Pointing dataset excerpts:

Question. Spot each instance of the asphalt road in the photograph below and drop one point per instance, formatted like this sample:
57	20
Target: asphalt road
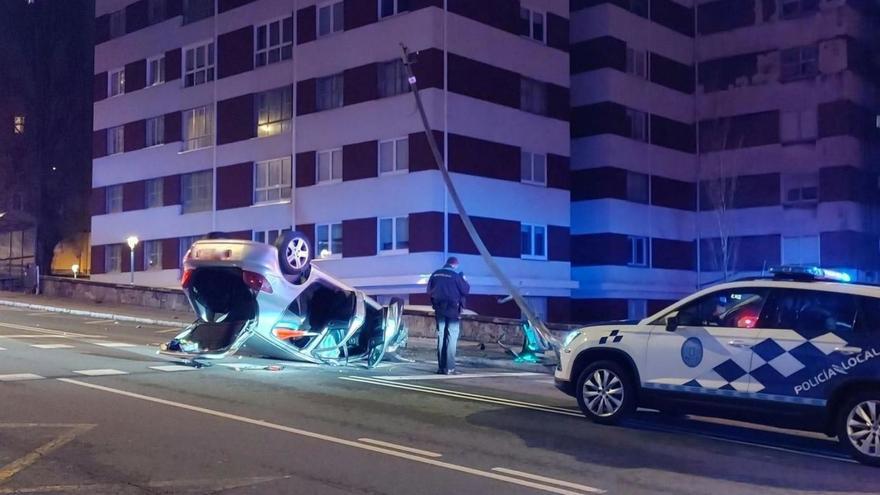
88	407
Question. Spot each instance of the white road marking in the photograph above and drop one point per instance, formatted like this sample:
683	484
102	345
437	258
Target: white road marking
101	372
467	396
457	377
173	367
20	376
426	453
330	439
567	484
114	344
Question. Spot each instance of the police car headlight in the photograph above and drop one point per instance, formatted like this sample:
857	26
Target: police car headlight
570	337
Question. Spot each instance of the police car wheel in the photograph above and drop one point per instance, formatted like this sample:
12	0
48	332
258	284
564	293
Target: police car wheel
605	392
859	427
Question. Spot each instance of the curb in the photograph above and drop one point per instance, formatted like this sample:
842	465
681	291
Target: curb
92	314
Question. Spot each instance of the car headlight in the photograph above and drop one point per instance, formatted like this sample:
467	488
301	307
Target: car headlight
570	337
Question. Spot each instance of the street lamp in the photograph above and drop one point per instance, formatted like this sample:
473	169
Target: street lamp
132	243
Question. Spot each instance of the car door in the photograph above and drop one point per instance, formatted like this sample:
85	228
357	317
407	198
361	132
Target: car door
805	349
709	350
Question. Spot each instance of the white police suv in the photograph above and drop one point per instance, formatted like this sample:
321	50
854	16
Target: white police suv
800	349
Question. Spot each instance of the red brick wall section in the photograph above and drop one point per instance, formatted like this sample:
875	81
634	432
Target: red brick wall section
235	186
359	237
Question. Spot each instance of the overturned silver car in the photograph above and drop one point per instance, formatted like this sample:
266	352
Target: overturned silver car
273	301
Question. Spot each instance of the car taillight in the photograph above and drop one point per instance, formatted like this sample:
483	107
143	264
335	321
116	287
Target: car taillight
256	282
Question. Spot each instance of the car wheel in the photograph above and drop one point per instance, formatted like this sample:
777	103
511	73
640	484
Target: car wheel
605	392
858	427
294	253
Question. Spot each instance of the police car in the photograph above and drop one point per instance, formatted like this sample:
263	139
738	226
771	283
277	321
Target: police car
799	349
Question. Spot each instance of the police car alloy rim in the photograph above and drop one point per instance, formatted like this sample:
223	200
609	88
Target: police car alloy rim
603	393
863	427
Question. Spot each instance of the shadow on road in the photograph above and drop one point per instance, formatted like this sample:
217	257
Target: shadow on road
691	447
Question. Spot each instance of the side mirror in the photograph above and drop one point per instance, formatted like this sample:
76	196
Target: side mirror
671	322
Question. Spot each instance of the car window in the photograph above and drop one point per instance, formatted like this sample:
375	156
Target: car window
868	319
811	312
736	308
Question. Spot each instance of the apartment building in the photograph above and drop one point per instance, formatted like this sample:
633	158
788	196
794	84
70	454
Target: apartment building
713	139
253	117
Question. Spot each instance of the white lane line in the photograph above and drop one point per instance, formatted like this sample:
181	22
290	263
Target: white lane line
330	439
173	367
468	396
426	453
101	372
19	376
567	484
114	344
462	376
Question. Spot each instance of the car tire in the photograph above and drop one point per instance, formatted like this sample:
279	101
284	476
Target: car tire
858	426
295	253
606	393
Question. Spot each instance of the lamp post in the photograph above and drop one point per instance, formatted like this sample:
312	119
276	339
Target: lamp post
132	243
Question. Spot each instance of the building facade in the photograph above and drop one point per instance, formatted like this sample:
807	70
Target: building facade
714	139
253	117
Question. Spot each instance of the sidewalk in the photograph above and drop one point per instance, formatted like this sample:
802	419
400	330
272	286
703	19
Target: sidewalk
470	354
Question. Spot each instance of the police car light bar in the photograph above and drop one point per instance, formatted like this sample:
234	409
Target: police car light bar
809	272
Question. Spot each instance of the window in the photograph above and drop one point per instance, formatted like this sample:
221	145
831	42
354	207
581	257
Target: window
115	140
18	124
637	62
533	241
392	78
155	11
800	188
154	193
195	10
329	92
637	187
114	199
272	181
274	111
197	190
388	8
394	155
638	251
117	23
155	131
733	308
800	250
113	258
329	240
116	82
799	62
636	309
811	312
533	168
638	124
330	18
274	42
198	128
795	8
533	96
155	70
329	166
199	64
393	234
531	25
798	126
152	255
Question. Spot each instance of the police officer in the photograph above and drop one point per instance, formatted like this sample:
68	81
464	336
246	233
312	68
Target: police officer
447	289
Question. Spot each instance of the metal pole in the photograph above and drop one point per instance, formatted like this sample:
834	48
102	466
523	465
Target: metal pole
533	320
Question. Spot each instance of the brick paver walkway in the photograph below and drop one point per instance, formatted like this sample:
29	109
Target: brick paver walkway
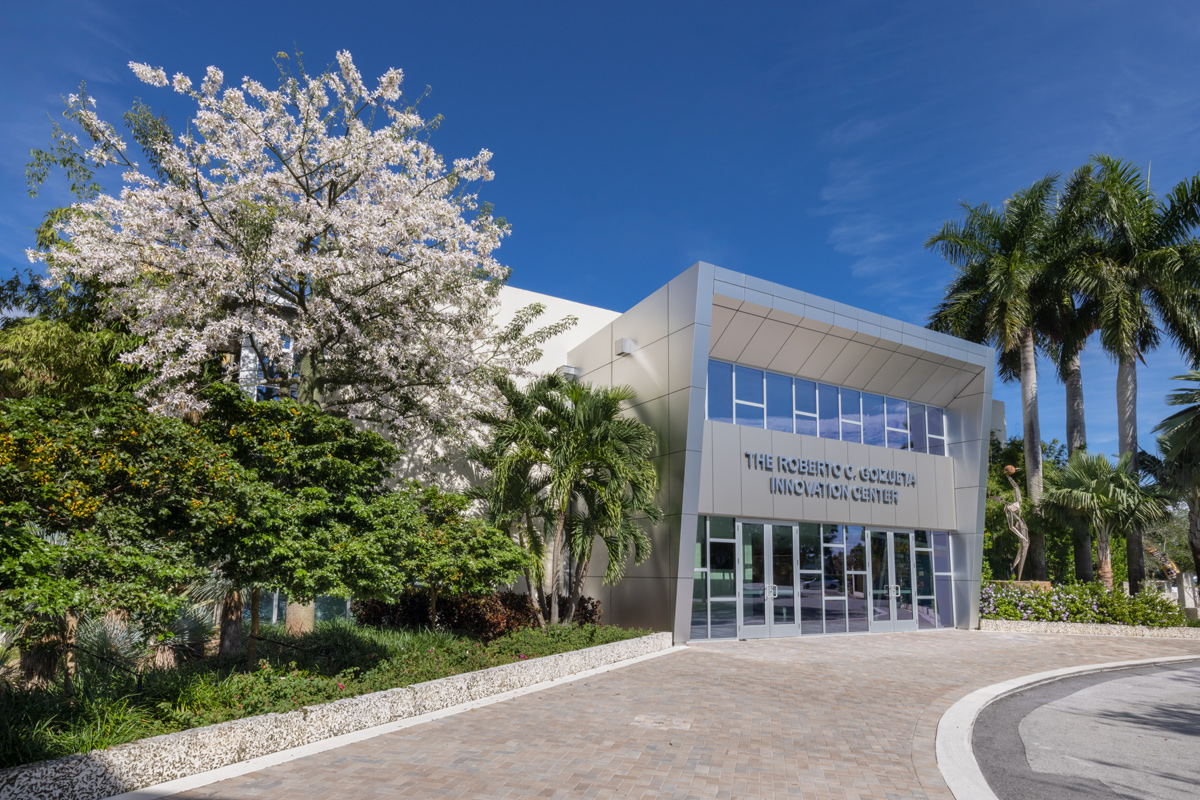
849	717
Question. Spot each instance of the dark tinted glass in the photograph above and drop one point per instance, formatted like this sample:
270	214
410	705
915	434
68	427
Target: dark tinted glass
779	402
805	396
749	384
917	426
720	391
827	411
873	421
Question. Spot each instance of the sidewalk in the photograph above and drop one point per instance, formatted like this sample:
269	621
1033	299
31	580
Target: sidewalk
845	717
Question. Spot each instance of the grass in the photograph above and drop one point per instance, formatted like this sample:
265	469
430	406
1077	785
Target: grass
337	660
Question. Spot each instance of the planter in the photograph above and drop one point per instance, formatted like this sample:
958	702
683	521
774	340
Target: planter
1089	629
157	759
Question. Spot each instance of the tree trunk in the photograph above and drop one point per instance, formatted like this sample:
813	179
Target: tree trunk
1081	539
1127	437
1077	439
556	555
535	600
1032	428
1104	557
231	624
301	618
252	645
581	572
1077	423
1194	528
70	663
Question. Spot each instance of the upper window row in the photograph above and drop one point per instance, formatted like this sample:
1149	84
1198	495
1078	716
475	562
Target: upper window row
765	400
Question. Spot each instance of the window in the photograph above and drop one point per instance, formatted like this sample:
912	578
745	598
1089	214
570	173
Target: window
766	400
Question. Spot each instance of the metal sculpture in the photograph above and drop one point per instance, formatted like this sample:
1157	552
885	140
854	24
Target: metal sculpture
1017	523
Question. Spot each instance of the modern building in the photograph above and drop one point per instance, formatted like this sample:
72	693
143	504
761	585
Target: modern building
823	468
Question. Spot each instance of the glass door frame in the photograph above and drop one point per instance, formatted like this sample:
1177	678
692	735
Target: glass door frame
771	626
894	589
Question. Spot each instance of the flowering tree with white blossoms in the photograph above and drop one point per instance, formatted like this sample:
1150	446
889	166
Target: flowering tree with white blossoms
312	226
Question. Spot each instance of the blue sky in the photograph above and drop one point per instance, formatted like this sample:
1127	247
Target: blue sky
813	144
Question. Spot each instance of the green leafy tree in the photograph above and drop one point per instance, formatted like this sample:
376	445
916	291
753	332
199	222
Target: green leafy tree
1000	257
449	553
1145	283
1111	497
594	469
101	509
317	533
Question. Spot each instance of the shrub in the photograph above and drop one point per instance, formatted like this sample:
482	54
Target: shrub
485	617
1080	602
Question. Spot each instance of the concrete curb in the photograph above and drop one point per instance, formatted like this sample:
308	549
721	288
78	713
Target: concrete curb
1089	629
181	756
955	757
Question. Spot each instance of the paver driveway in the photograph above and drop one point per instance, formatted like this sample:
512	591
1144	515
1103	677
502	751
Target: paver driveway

_Request_: Copy the entries exactly. Leave out the images.

_In response_:
Question. Spot each instance of the asphalt road in the photograph below and drop one point per instance, formatted like this sample:
57	20
Target: asphalt road
88	407
Question. Spot each instance of the white road marking in the photograph above and drop one point per instance, formatted like this sample:
683	484
102	345
437	258
Target: white road marking
101	372
467	396
457	377
173	367
20	376
426	453
330	439
567	484
114	344
Question. Spot each instance of the police car headlight in the photograph above and drop one point per instance, formatted like this sample:
857	26
Target: police car headlight
570	337
Question. Spot each instance of the police car wheel in the photograph above and drop one point per instance, formatted like this sample:
12	0
48	332
258	284
564	293
Target: police car wheel
605	392
859	427
Question. Spot each instance of the curb in the photograph above and drop one point per instance, formatted like this sample:
842	465
681	291
Target: curb
92	314
Question. Spot each instance of the car headlight in the photograph above and drop one point per instance, formatted like this sample:
467	488
301	307
Target: car headlight
570	337
Question. Spot each instance of the street lamp in the photograph above and drop one point per instance, formatted like this sample:
473	169
Target: street lamp
132	243
Question. Spot each instance of the car door in the photograph above and drop one point per instance, formatted like this sample:
85	228
357	317
407	198
361	132
Target: car door
805	349
709	350
Question. Spot each instance of the white police suv in the photograph above and drop one point per instance, formatted like this sample:
321	50
854	16
Target: white police suv
800	349
Question. Spot each instance of the red brick wall section in the photograph above and drop one point per instance, formatted like this sample:
875	81
634	432
Target: red brick wall section
235	186
359	237
Question. Spot each instance of the overturned silver car in the photograph above and drop one point per instance, formatted like this sample:
266	352
Target: overturned silver car
273	301
Question. Spot each instance of the car taillight in the photograph above and drop one point per instance, formatted like this sample:
483	107
143	264
335	321
116	287
Target: car taillight
256	282
Question. Spot each instance of the car wheel in the photograph above and drop one point per instance, formatted like this sample:
777	103
511	73
640	484
Target: car wheel
605	392
858	427
294	253
Question. Spot each instance of the police car in the photograph above and drop one point per instance, formatted like this sample:
263	139
738	226
771	283
277	321
Target: police car
799	349
Question. Spot each instance of the police car alloy rim in the photograph above and drop one point per instance, formatted like this sample:
223	200
609	88
Target: police car alloy rim
603	393
863	427
Question. Spot each instance of the shadow on road in the photograph above and drop one point per instance, formatted like this sample:
217	257
Target: shadow on road
691	447
Question. Spot each instance of the side mirror in the photograph above and drop one point per instance, formatted like this sample:
76	196
Target: side mirror
671	322
Question. Spot each instance of the car window in the photograph above and drop one point per instance, formatted like this sample:
375	156
Target: car window
868	319
811	312
736	308
Question. Spot each instance of the apartment building in the photograph above and drop one point per instance, formatted like this sample:
633	158
788	196
794	84
70	454
Target: apartment building
713	139
253	117
Question. Spot each instance of the white lane line in the photograph above and drop one point per instance, formatted like this sample:
181	22
290	263
Target: white lane line
330	439
173	367
468	396
426	453
101	372
19	376
567	484
114	344
462	376
Question. Spot each instance of the car tire in the photograph above and drop one point per instance, formatted like this sample:
279	101
284	476
Target: car tire
858	426
295	253
606	393
Question. Spot each instance of the lamp post in the photograph above and drop one point per instance, formatted like this sample:
312	119
276	339
Target: lamp post
132	243
Question. Spot each instance of the building facade in the photograph above and drop one point per instance, formatted like this sample:
807	70
Target: building facade
714	139
253	117
Question. Spot each instance of the sidewalk in the photograph above and drop one point per instance, formatted like this sample:
802	419
400	330
272	286
703	19
Target: sidewalk
470	354
Question. Spot each instance of the police car light bar in the photograph above and drop one point per instance, formatted like this sample:
234	409
Target: police car light bar
809	272
Question. Spot each instance of the window in the photograph above and drop one point per instance, formatted like this sample:
221	145
831	42
354	207
581	257
Target: window
115	140
18	124
637	62
533	241
392	78
155	11
800	188
154	193
195	10
329	92
637	187
114	199
272	181
274	111
197	190
388	8
394	155
638	251
117	23
155	131
733	308
800	250
113	258
329	240
116	82
799	62
636	309
811	312
533	168
638	124
330	18
274	42
198	128
795	8
533	96
155	70
329	166
199	64
393	234
531	25
798	126
152	255
Question. Spot each instance of the police officer in the photograph above and drop one point per instance, formatted like this sample:
68	81
464	336
246	233
312	68
Target: police officer
447	289
Question. Spot each instance of the metal pole in the photograph above and drop one point per instance, formatted like this sample:
834	48
102	466
523	465
Target: metal pole
533	320
Question. Spot each instance of the brick paver walkway in the photograph below and drop one point per instance, formatted like this sample:
29	109
Target: brick paver walkway
849	717
Question. Spot each instance of the dark tinted glass in the photograph above and drop one point per instance, formatted like this sample:
270	214
410	705
915	434
68	427
Target: dark tinted glass
779	402
805	396
749	384
917	426
720	391
827	411
873	421
Question. Spot each instance of the sidewalk in the photograph above and drop one point per instance, formatted like this sample:
269	621
1033	299
31	580
Target: sidewalk
845	717
Question. Spot each instance of the grass in the photograph above and drop one point per instance, formatted like this sample:
265	469
430	406
1077	785
Target: grass
337	660
Question. Spot each instance of the planter in the photograph above and drop one point per instance, formatted like this sample:
958	702
683	521
774	340
Target: planter
1089	629
157	759
Question. Spot each instance of the tree trunk in the photograph above and drop one point per instance, formatted like this sample:
813	179
Target: tree trunk
1081	539
1127	437
1077	439
556	555
535	600
1032	428
1104	557
231	624
301	618
252	645
581	572
1077	423
1194	528
70	663
Question. Spot each instance of the upper window row in the photograph above and drop one point per instance, formatted like this sample:
1149	84
1198	495
1078	716
475	562
Target: upper window row
765	400
Question. Spot each instance of the window in the photograph above and drop one point per instance, formatted like this sample:
912	578
745	598
1089	214
570	173
Target: window
766	400
Question. Spot each instance of the metal sculpture in the photograph above and drop one point per instance, formatted like this sample:
1157	552
885	140
854	24
Target: metal sculpture
1017	523
Question. Spot each instance of the modern building in the photograph above and drop one point per instance, formatted like this sample:
72	693
143	504
761	585
Target: modern building
823	468
Question. Spot each instance of the glass door frame in the photograph above and drop one point per instance, formatted like this sample:
1177	678
692	735
Target: glass door frame
771	626
894	589
Question. Spot each instance of the flowering tree with white blossoms in the photograph above and drop one point per instance, formatted like this sample:
1150	446
889	166
Target: flowering tree with white blossoms
312	226
Question. Spot each instance of the blue sky in the photograph above and drop one point per instance, formatted like this sample:
1127	247
Target: blue sky
813	144
Question. Spot each instance of the green leafy tree in the photograph above and drop one point per instance, formatted like this sample:
376	445
916	291
753	332
199	222
Target: green leafy tree
1000	257
449	553
1145	283
1111	497
594	469
101	509
317	533
Question. Spot each instance of the shrub in the photograph above and drop one point per instance, formatted like this sample:
482	54
Target: shrub
485	617
1080	602
Question. Spot each instance of the concrete curb in the photograph above and drop one point per instance, formatted like this sample:
308	549
721	288
78	713
Target: concrete curb
1089	629
181	756
955	757
Question. Spot each instance of the paver driveway in the photograph above and drop one point per instance, formatted like this sample:
512	591
1144	515
1103	677
502	751
Target: paver driveway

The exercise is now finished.